CHALLENGE = Write out the full listing exactly as given, minus the images.

* start *

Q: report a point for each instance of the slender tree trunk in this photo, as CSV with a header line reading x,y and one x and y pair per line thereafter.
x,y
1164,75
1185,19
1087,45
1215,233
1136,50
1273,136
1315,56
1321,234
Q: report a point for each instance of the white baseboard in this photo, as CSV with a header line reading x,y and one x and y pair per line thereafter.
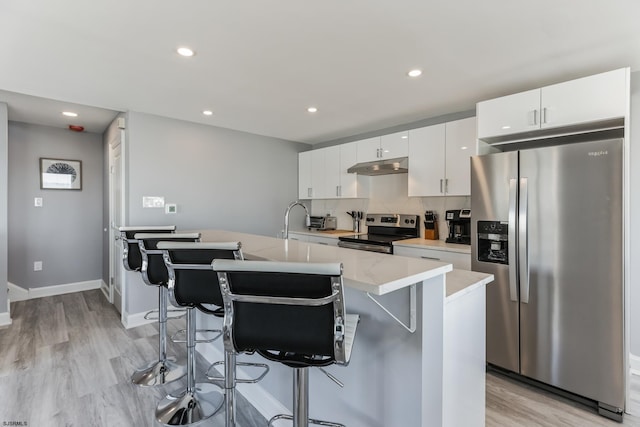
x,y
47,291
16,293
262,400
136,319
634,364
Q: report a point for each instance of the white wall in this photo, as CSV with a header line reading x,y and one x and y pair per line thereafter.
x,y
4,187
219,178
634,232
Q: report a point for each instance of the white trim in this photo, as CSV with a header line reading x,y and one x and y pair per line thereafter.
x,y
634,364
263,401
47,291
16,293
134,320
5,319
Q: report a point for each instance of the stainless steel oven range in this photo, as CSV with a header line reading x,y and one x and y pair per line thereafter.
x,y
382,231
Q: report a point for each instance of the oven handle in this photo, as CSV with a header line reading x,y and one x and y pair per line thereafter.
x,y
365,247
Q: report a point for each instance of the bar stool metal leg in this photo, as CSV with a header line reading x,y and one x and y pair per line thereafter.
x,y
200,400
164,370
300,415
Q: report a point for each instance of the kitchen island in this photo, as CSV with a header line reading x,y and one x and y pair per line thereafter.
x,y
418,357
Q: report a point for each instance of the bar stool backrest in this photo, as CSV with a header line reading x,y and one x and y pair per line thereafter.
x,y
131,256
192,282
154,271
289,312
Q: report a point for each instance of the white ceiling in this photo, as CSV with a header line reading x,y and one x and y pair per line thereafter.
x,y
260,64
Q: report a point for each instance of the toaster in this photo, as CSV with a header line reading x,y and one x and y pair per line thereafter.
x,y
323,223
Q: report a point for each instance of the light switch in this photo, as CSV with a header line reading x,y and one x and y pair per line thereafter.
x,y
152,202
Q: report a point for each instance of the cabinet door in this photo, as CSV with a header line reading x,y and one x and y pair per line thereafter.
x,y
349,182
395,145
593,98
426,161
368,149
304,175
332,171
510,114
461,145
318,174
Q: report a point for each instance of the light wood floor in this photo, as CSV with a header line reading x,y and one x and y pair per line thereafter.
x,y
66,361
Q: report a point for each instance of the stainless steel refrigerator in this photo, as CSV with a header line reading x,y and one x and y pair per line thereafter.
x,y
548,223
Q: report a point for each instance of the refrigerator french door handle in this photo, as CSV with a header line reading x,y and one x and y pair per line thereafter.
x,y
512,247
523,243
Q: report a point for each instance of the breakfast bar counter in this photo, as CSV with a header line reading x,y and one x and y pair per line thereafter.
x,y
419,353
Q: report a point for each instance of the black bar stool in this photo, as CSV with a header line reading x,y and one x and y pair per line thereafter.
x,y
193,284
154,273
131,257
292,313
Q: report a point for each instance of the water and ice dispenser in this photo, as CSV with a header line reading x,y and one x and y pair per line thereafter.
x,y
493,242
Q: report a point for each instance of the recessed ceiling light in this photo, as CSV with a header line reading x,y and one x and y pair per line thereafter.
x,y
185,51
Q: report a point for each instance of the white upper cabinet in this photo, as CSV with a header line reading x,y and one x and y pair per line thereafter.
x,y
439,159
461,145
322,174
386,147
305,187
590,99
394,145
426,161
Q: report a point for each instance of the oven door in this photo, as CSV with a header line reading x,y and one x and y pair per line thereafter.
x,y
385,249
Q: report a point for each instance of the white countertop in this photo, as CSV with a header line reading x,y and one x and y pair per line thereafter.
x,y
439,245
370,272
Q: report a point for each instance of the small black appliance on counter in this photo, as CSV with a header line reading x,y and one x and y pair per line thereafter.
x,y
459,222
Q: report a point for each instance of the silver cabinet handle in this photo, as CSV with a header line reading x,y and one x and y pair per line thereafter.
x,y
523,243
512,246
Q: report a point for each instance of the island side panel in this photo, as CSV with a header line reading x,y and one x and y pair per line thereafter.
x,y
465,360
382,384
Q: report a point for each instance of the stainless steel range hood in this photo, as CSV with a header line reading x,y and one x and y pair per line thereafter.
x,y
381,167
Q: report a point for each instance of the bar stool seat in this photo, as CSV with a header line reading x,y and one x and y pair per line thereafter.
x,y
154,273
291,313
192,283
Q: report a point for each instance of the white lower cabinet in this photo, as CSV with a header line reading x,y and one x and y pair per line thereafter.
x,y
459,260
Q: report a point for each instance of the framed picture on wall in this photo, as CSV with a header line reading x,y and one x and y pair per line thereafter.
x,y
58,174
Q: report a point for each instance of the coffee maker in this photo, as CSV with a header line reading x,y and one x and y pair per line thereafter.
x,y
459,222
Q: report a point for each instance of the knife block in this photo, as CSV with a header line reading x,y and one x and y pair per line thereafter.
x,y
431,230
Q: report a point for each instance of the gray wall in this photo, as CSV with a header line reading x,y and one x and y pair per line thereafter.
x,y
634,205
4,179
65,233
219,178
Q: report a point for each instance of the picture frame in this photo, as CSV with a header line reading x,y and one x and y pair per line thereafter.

* end *

RESULT OF THIS TASK =
Q: report a point for each instance of the slender tree trunk in this photo, as CSV with a header line reading x,y and one x and y pair per line thereafter.
x,y
1164,75
1185,19
1087,45
1215,233
1136,50
1273,136
1315,56
1321,234
Q: report a point for each instance of the white baseboard in this photo, as CSV with a header line reading x,y and one x and y pair per line thereafter.
x,y
47,291
16,293
262,400
136,319
634,364
Q: report a point for each instance of the white wall in this photo, as CSV with a header line reading x,y and one x and y pair per line thereafter.
x,y
4,187
219,178
634,232
Q: report a point for each instance of the white trim in this photo, as CSV with a header line reading x,y and one x and y pair per line thereafter.
x,y
634,364
263,401
47,291
16,293
134,320
5,319
Q: report a point for each instance of the stainless steel oven range in this photo, as CSV with a header line reading x,y and one x and y pair per line thereafter.
x,y
382,231
Q: report a point for each instance of the oven handle in this photo, as CSV with a header line reading x,y and one x and y pair per line thereafter.
x,y
365,247
Q: report a point for each instance of the bar stool metal leg in this photo, as CSV with a header line reading x,y and one x and y pair per line thereafter.
x,y
200,400
164,370
300,415
Q: report a point for each instance of the kitchen island in this photo, as CSV with a header line reading x,y and one x and y pair per line thereafter.
x,y
418,357
Q: report a point for each instance of the bar stool backrest in this photo, as CSV with a header line reading x,y and one x and y pair per line thereafter.
x,y
131,256
192,282
154,271
289,312
Q: report a point for each instance of the white ceiling in this photo, as CSV with a header line reading x,y and one x and y pair per line thereafter.
x,y
260,64
Q: report a point for each instance of the toaster in this photo, as CSV with a header line reading x,y and one x and y pair per line thereafter.
x,y
323,223
Q: report a point for each instance of the light switch in this photo, as CSV with a header line reading x,y and one x and y pair per line thereafter.
x,y
152,202
Q: report a point for each instance of the cabinet door in this photo, as CSV with a header line reading x,y and one x and y pair per line thereafter.
x,y
349,182
395,145
593,98
426,161
368,149
304,175
332,171
510,114
461,145
318,174
Q: report a point for each instance of the light wood floor in this photo, as CSV with a header line reading x,y and one x and y pair per line thereafter.
x,y
66,361
Q: report a point for each instance of the stainless steel refrigerator in this photo, as CSV with a header line reading x,y and one x and y pair per line thereafter.
x,y
548,223
Q: report a point for each instance of the refrigerator french door handle in this photo, as CSV with a header line reading x,y and one x and y pair per line thereafter.
x,y
512,247
523,243
Q: report a point for each instance of the breakfast bar counter in this photo, as CSV with a header line reading x,y and one x and y pair per line thereafter.
x,y
419,353
Q: report a point for each instance of the black bar stool in this photo, as CSV with a header line reading x,y and one x and y pair per line thereafter.
x,y
193,284
154,273
131,257
292,313
Q: report a point for each instance of the water and ice dispenser in this photo, as CSV with a header line reading x,y and one x and y pair per line thereafter.
x,y
493,242
Q: report a point for each instance of the recessed ceiling light in this photo, as CSV with a header line reading x,y and one x and y pair per line thereafter.
x,y
185,51
Q: report a point for each instance of the white upper cabinet in this photo, as CSV with a header line reading x,y and one x and y pair per line thereafter.
x,y
439,159
461,145
322,174
386,147
305,187
590,99
394,145
426,161
Q: report a point for each instance of the oven door in this photo, as CSV with a header line reading x,y and one x and y pair per line thereafter.
x,y
385,249
Q: report a point for each instance of the white countertop in this photo, as CSV with a header line reading x,y and one x and y pair per line thereafter.
x,y
439,245
370,272
Q: report a point for each instance of the small black appliance on counter in this photo, as CSV with a header line reading x,y and one x and y pair per line thereafter.
x,y
459,222
Q: report a point for each instance of the silver cabinet handle in this photo, as CSV with a header line reading x,y and one x and y pair per line thereafter.
x,y
523,243
512,246
Q: report a point for each instance of the island side panel in this photo, as CSV with a header line reading x,y and one x and y pair per line thereafter.
x,y
465,360
382,384
Q: report a point for each instance of the stainless steel range hood in this photo, as CSV with a header line reading x,y and one x and y pair per line thereafter.
x,y
381,167
Q: report a point for each instance of the bar stool seat in this photo, as CSV with a header line reading x,y and one x and y pair per line thereafter.
x,y
154,273
291,313
192,283
Q: report a point for each instance of the white lower cabinet in this photo, as CSV with a header line reading x,y and one x and y pair per line thereafter.
x,y
459,260
Q: report a point for each instance of the framed picture on wall in this photo, as CSV with a header line reading x,y and one x and y pair per line thereafter.
x,y
58,174
Q: report a point for each instance of the coffee maker in this photo, as CSV with a header line reading x,y and one x and y pair per line thereafter.
x,y
459,222
Q: report a point for each instance of the knife block in this photo, as CSV with a header line reading x,y and one x and y pair per line thereafter.
x,y
431,230
Q: report a point for each instance of the gray wall in this photo, as CSV with a header line reading x,y and one x and y pair per line thereafter.
x,y
634,205
4,179
65,233
219,178
Q: report a point for each instance of the picture frame in this photo, as CSV with a header line reading x,y and one x and y pair per line thereafter.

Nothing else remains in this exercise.